• _EXTRAIT CHOISI_
^^^^
Message par Ascagne » il y a 4 mois

Pas tout neuf puisque c'est un article de 2012, mais j'étais passé à côté de cette audacieuse proposition de Marcela Iakub dans LIbération :
Pour un service public du sexe
par Marcela Iacub
publié le 28 septembre 2012 à 21h36


La proposition de pénaliser les clients des prostituées laisse en suspens une question capitale que l’on peine à évoquer. Que faire de la demande de sexe vénal, que faire des désirs insatisfaits ? En bref, la société ne doit-elle pas à ses membres non seulement une vie digne, un emploi, une santé, la possibilité d’exprimer leurs idées et de profiter des biens culturels mais aussi de satisfaire leurs désirs sexuels ? Pourquoi, en substance, les misères économique, politique et culturelle sont-elles tenues comme des maux appelant d’une manière légitime à y trouver des remèdes mais pas la misère sexuelle ?

On dira que cette question a été l'objet de longues et fructueuses méditations pendant les années 60 et 70. Que c'est sous leur bannière que les réformes capitales en matière de mœurs ont été réalisées. Qu'en définitive, la misère sexuelle issue du mariage bourgeois du XIXe siècle est bel et bien terminée. C'est pourquoi celle qui apparaît depuis et qui s'exprime entre autre par la demande prostitutionnelle ne saurait être l'objet d'aucune considération. Plus encore. Elle doit être bannie au même titre que d'autres comportements violents en matière sexuelle. En bref, il n'y a rien que l'on puisse qualifier de misère sexuelle, mais des désirs déviants et pervers, des idéologies humiliantes pour les femmes qu'il faut redresser.

Cette idée est très proche des discours ultralibéraux qui considèrent qu’il n’y a pas une injustice que l’on puisse qualifier de misère économique, mais plutôt des gens paresseux et sans aucune initiative qui attendent de vivre aux crochets de ceux qui travaillent, suent, et gagnent honnêtement leur pain. Si l’on donne à ces gens l’aide et l’assistance, on en fera de piètres exemples. Au lieu de se réveiller tôt, de travailler plus et mieux, les pauvres attendront que la collectivité pallie leurs besoins. Et quel travail les hommes doivent-ils faire au lieu d’acheter du sexe ? Il faut qu’ils trouvent des partenaires qui s’adonnent avec eux à de tels plaisirs pour satisfaire des désirs réciproques avec tous les risques que cela comporte, dont le premier est celui de ne trouver aucun candidat. Et si jamais on surmonte ce premier obstacle, on doit être prêt à faire face à des plaintes pénales pour violences sexuelles, à des paternités forcées ou à des créations de familles - sans compter les horribles dangers des passions amoureuses. Comme si le sexe était un appât pour faire entrer les hommes dans un ordre familial où les femmes ont le contrôle principal. Comme si l’interdiction de l’achat des services sexuels était un coup de force des femmes contre les hommes considérés les uns et les autres non pas comme un ensemble d’individus, mais en tant que genre.
^^^^
• _LISTE_
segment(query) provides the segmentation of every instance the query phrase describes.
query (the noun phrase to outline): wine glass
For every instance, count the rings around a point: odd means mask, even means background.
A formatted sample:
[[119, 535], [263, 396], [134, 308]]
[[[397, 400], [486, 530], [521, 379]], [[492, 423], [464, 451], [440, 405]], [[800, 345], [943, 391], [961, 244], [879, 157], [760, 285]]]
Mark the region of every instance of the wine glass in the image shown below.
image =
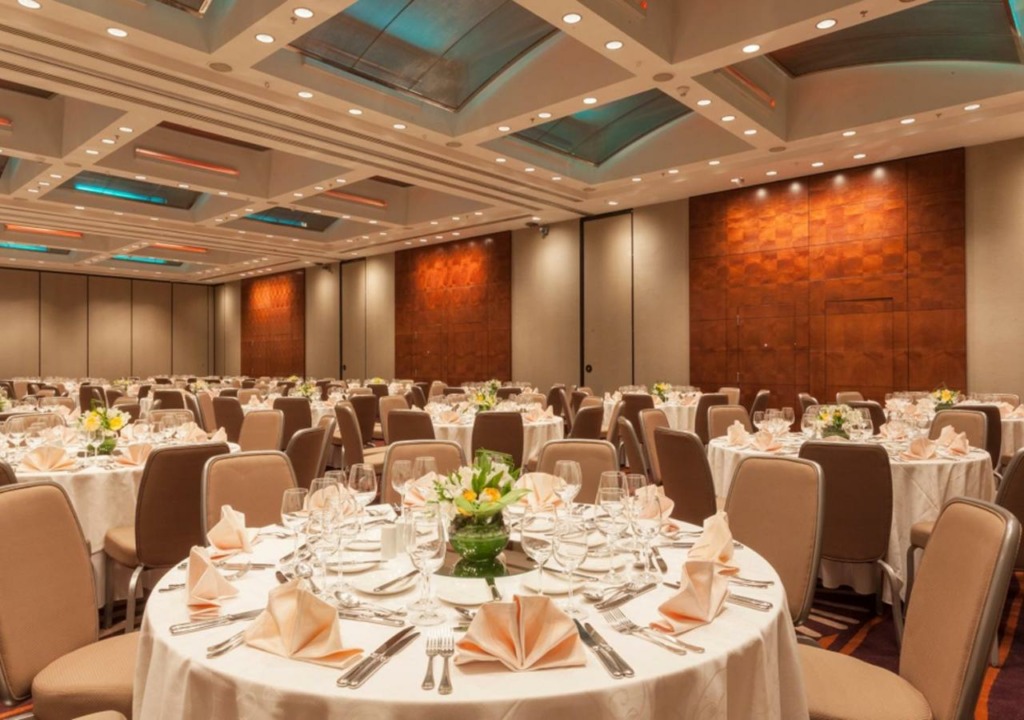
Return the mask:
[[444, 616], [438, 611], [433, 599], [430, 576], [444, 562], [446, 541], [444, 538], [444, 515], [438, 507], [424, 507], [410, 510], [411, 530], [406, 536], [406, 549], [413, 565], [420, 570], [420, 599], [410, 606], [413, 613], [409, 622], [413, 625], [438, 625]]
^^^^
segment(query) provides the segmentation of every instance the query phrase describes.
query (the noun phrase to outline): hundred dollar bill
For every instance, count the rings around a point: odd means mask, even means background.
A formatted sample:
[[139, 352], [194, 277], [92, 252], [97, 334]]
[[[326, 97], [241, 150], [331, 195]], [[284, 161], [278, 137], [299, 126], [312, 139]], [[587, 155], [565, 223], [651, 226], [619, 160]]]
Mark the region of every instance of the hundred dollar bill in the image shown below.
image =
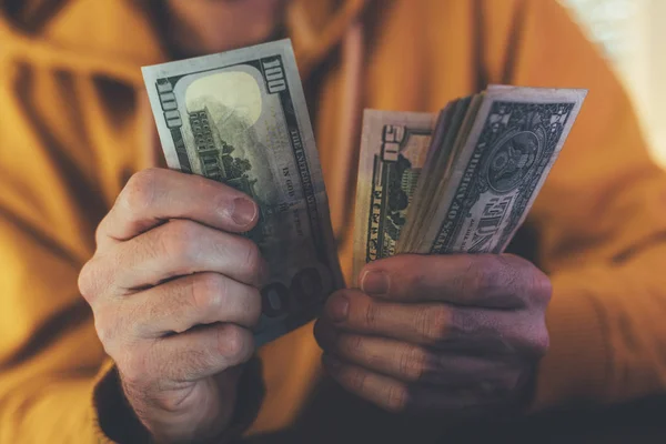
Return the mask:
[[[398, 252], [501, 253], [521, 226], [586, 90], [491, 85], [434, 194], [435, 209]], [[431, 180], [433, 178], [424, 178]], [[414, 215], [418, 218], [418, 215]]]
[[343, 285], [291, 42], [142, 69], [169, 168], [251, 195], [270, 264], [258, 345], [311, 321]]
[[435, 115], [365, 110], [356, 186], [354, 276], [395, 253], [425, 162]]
^^^^
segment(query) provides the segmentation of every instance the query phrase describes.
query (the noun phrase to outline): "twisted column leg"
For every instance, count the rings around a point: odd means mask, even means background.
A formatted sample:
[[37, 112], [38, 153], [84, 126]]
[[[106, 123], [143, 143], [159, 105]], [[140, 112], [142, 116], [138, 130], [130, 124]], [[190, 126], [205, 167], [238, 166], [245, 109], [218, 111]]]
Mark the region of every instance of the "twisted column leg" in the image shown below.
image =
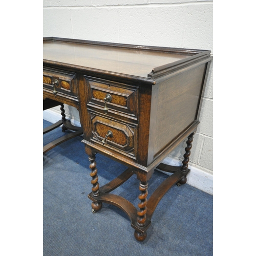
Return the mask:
^^^^
• _CONSIGNES_
D'après l'extrait choisi, quand l'article intitulé « Pour un service public du sexe » a-t-il été publié ? Il n'est pas nécessaire de consulter les items.

• _RÉPONSE RÉDIGÉE_
Le 28 septembre 2012 à 21h36.